*Work instruction*. Transcribe exactly the line that contains "Note: one point per instance of the kitchen" and all lines following it to the end of the material below; omit everything else.

*Provided material*.
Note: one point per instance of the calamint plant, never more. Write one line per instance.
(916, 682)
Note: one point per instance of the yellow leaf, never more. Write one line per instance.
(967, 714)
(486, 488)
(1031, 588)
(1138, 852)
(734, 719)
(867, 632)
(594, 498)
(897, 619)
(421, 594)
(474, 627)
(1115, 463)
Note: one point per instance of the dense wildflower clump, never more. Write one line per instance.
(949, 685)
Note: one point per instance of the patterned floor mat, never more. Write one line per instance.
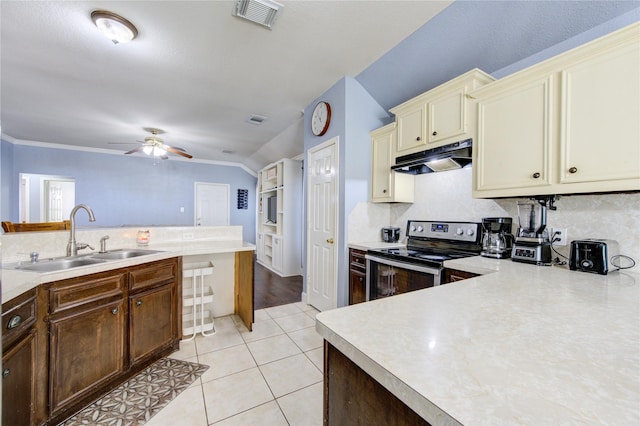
(141, 397)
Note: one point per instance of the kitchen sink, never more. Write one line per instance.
(62, 263)
(59, 264)
(123, 254)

*Task output*.
Note: one point per instance of the kitchen sink, never more. Write one line per instance.
(62, 263)
(59, 264)
(123, 254)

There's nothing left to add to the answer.